··· Document excerpt
Sarah Jones was an anomaly in contemporary healthcare. Despite shifting alliances between physicians, hospitals, and insurance companies, she had been under the care of the same physician for over 20 years. Over this time, patient and physician had gotten to know each other well and had developed a fine relationship. Mrs. Jones had always assumed that, should she ever need to be admitted to the hospital, this relationship would pay big dividends, ensuring that her medical decision making would be based on long acquaintance and strong mutual understanding.
When the dreaded day came that she finally needed inpatient care, however, her hopes were dashed. Her physician explained to her that he no longer sees hospitalized patients. Instead she would be under the care of a team of physicians known as hospitalists. When she arrived, the hospitalist on duty introduced herself and told her that she would be the physician responsible for her care, while colleagues would be responsible during off hours. Unlike her regular physician, who would have been on hand only once or perhaps twice per day, the hospitalists would always be in house and ready to address her needs.
Mrs. Jones was surprised and disappointed to discover that her primary physician would not be involved in her hospital care. She had always assumed that she would be able to rely on their longstanding relationship for counsel and support. She imagined that if she were facing some really important decision, such as whether or not to proceed with a risky operation or how to manage her own end-of-life care, it would make a huge difference to know that she could count on a physician she knew well. Instead her hospital-based physician was a complete stranger.
······
··· Extracted records
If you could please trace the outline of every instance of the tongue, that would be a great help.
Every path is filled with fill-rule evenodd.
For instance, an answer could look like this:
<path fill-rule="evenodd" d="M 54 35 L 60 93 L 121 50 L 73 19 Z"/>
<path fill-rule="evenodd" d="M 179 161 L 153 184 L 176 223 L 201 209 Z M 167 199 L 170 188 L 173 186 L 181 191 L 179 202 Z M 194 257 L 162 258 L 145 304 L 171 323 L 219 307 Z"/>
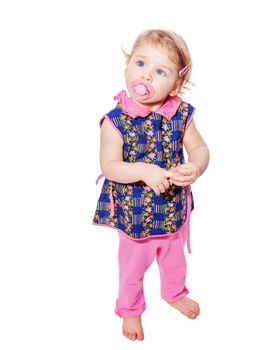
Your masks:
<path fill-rule="evenodd" d="M 144 96 L 147 94 L 147 87 L 143 84 L 137 84 L 135 87 L 134 87 L 134 90 L 135 90 L 135 93 L 139 96 Z"/>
······
--- Complete the following ---
a. Answer these questions using the passage about Sarah Jones and hospitalists:
(i) For how long had Sarah Jones been under the care of the same physician?
(ii) What is the team of physicians who took over her inpatient care called?
(iii) How often would her regular physician have been on hand during a hospital stay?
b. Translate this sentence from the passage about Sarah Jones and hospitalists into Spanish: "Her physician explained to her that he no longer sees hospitalized patients."
c. Write a continuation of the passage about Sarah Jones's hospital care, beginning right after its final sentence.
None of the stored data is needed for what comes next.

--- Responses for each task ---
a.
(i) Over 20 years.
(ii) Hospitalists.
(iii) Only once or perhaps twice per day.

b. Su médico le explicó que él ya no atiende a pacientes hospitalizados.

c.
Mrs. Jones’ experience is far from unique. In the past 15 years or so, medicine has seen the birth of hospitalists, a new breed of physicians who care only for hospitalized patients. There are now over 30,000 hospitalists in the US. From a patient’s point of view, such physicians offer a number of advantages. In many hospitals, a specialist in hospital medicine is always on duty, day or night. Moreover, because such physicians work only in the hospital, they are often more familiar with the hospital’s standard procedures, information systems, and personnel.
It is not difficult to see why hospital medicine might be so attractive to young physicians. For one thing, it provides them with a high degree of control over their working hours. They come on and off shift at regular times, and do not bear patient care responsibilities outside these hours. In addition, they are usually employed by the hospital, which means that they do not need to attend to a host of practice management issues that self-employed physicians confront. They can also focus on acute-care, in-hospital medicine, avoiding the challenges associated with long-term care of chronic-disease patients.
Some non-hospitalist physicians also find the rise of hospital medicine attractive. They do not need to travel to one or more hospitals each day to see patients, which takes considerable time and generates little revenue. They do not need to work so hard at staying abreast of changes in hospital procedures and technologies, which often vary from institution to institution, as do requirements for acquiring and maintaining hospital medical staff privileges. And finally, they can focus their energies on outpatient care, avoiding the more acutely life-threatening and complex situations associated with hospitalization.